Exercise objective
Set down exactly the lines below, starting at the one that contains "In the photo above, where can the water" and ending at the one that contains "In the photo above, where can the metal", with both of those lines included and nothing else.

Input
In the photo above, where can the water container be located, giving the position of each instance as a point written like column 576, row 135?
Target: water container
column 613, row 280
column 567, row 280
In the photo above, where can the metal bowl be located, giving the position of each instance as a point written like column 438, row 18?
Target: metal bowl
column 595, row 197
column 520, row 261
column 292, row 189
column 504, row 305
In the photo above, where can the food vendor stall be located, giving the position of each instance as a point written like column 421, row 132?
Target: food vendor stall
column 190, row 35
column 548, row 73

* * *

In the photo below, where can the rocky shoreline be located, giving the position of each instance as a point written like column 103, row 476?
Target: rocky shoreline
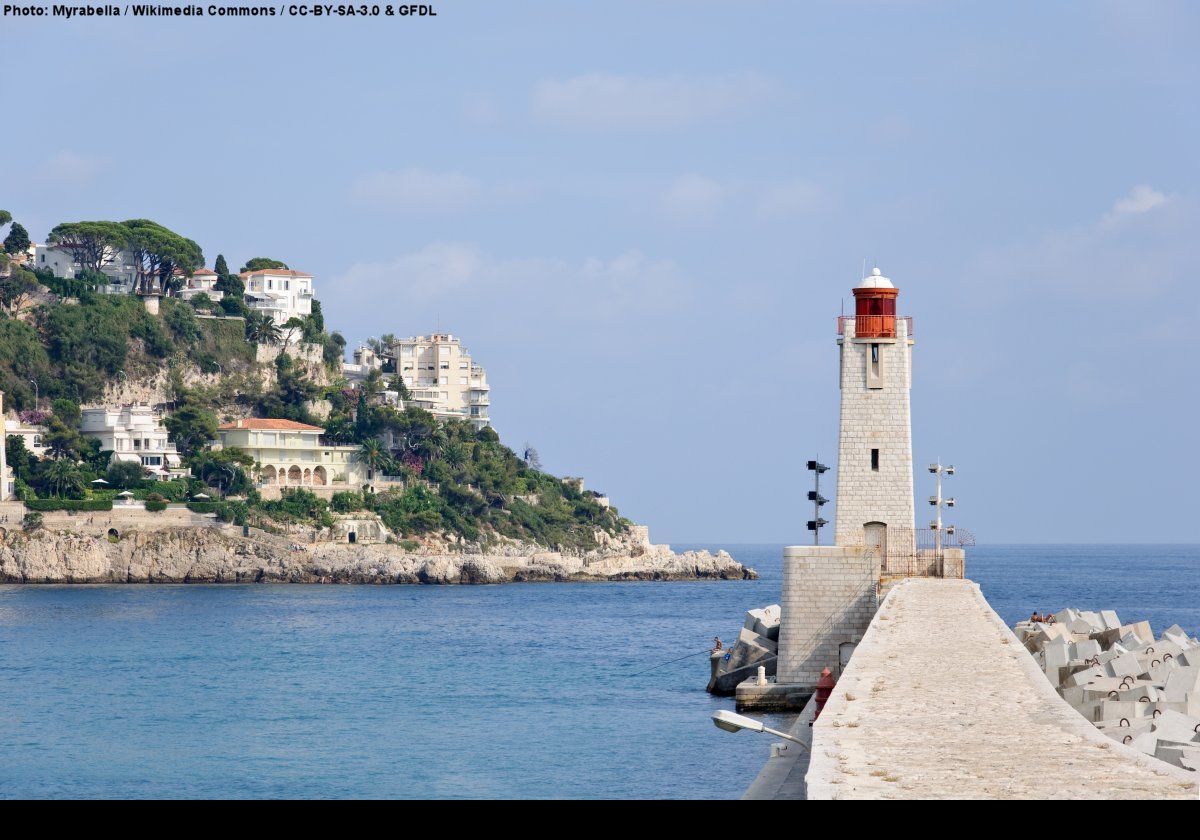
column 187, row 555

---

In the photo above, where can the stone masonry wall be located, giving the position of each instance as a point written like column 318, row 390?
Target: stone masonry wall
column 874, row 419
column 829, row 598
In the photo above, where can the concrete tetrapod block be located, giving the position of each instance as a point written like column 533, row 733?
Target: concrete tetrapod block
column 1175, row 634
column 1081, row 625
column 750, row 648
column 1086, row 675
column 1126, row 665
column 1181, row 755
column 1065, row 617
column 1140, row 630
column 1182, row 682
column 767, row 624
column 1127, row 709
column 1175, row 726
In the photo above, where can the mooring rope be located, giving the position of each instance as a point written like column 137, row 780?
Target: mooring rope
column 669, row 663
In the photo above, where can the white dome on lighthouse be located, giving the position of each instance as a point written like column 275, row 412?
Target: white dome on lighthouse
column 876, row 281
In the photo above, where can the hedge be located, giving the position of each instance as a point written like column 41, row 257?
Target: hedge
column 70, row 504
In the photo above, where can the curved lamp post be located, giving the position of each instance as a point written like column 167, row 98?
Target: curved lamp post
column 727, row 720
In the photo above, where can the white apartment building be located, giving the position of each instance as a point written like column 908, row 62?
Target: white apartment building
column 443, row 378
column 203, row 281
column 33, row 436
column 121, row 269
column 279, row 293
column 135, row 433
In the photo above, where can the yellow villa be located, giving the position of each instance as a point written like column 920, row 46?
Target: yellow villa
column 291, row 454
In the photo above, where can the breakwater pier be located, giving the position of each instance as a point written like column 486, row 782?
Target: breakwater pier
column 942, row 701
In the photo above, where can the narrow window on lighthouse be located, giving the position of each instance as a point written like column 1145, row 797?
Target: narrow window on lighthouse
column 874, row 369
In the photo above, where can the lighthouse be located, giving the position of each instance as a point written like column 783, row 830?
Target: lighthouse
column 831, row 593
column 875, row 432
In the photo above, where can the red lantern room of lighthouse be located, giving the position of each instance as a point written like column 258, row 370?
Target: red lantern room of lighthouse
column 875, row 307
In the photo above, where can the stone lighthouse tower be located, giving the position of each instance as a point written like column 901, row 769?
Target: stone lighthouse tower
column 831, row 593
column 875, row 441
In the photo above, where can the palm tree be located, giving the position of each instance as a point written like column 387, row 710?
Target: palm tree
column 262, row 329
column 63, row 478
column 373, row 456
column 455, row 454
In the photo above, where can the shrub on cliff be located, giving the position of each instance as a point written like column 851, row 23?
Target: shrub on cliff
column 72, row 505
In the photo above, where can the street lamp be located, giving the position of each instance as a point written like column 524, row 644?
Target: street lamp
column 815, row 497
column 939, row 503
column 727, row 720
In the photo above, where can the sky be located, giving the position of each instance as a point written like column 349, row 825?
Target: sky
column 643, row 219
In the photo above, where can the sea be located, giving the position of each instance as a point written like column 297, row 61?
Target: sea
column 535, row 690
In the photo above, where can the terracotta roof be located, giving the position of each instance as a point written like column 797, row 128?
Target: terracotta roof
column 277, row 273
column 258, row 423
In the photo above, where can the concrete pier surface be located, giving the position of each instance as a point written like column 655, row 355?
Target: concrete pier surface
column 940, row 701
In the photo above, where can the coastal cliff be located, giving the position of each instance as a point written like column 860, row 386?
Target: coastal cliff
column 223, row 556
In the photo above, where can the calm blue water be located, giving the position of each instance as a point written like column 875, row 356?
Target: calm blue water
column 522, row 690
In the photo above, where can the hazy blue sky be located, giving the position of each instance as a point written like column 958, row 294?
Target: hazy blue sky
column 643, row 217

Task response
In the photo above, where can the water container be located, giving the position of each instance as a point written like column 576, row 135?
Target: water container
column 613, row 280
column 567, row 280
In the photo above, where can the metal bowl be located, giving the position of each instance as a point written like column 438, row 18?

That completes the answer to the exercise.